Requirements –
From the data that follows, pick out every line containing the string "below" and copy each of those lines in full. Treat uppercase and lowercase as different.

Provided records –
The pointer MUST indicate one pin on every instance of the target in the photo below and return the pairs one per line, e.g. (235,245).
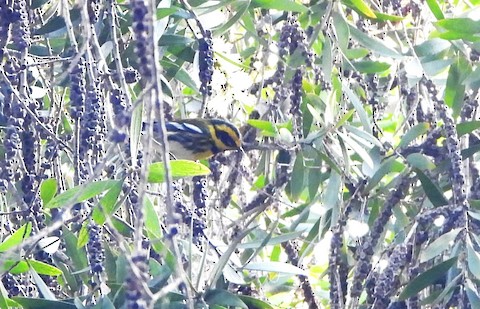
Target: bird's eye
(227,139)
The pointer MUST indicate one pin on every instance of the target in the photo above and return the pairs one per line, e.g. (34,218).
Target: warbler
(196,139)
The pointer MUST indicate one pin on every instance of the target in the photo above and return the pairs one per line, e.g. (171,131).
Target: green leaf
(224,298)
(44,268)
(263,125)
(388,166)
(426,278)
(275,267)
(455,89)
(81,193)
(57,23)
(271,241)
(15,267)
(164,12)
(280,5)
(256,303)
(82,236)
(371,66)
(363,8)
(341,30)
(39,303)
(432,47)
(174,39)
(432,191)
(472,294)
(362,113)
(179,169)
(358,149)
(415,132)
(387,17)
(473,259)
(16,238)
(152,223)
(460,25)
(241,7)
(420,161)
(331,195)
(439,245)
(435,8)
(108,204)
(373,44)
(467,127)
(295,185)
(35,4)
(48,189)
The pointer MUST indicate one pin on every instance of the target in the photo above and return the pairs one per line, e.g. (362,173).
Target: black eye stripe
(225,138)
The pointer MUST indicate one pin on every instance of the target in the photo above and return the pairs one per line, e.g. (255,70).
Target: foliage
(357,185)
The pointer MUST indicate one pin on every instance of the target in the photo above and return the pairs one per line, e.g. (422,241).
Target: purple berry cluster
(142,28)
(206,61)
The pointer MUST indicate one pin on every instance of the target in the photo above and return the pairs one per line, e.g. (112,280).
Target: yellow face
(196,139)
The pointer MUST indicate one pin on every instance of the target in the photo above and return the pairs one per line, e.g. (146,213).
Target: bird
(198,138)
---
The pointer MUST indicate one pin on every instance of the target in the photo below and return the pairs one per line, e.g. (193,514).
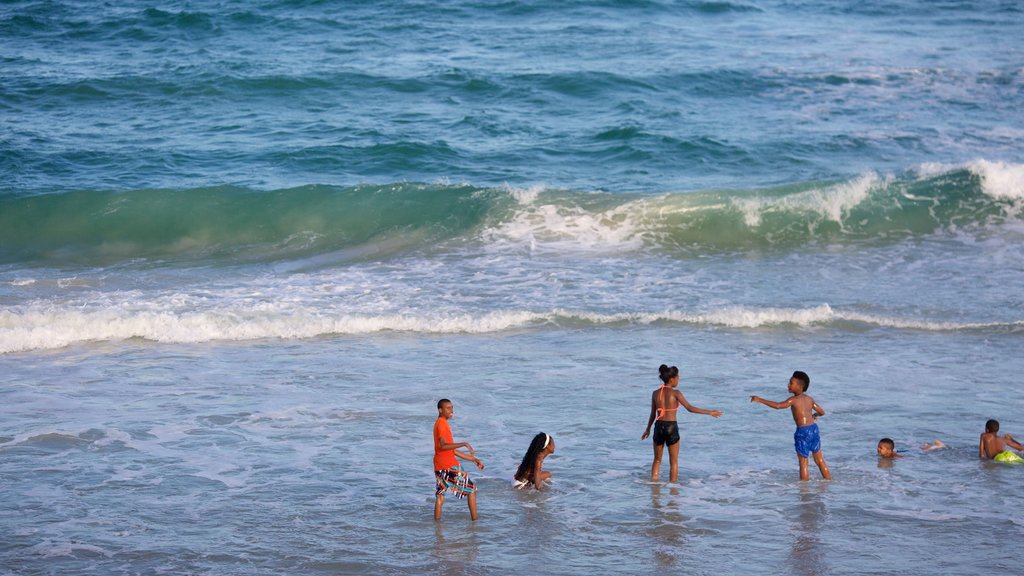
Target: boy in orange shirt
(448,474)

Task result –
The pointer MUST indicate one pin on every instance of the target in the photo below and return the pairs one per line, e.g. (235,245).
The pointer MUST indicate one pin on every instance of the target in the photo below and return the pairs one per line, e.g. (193,514).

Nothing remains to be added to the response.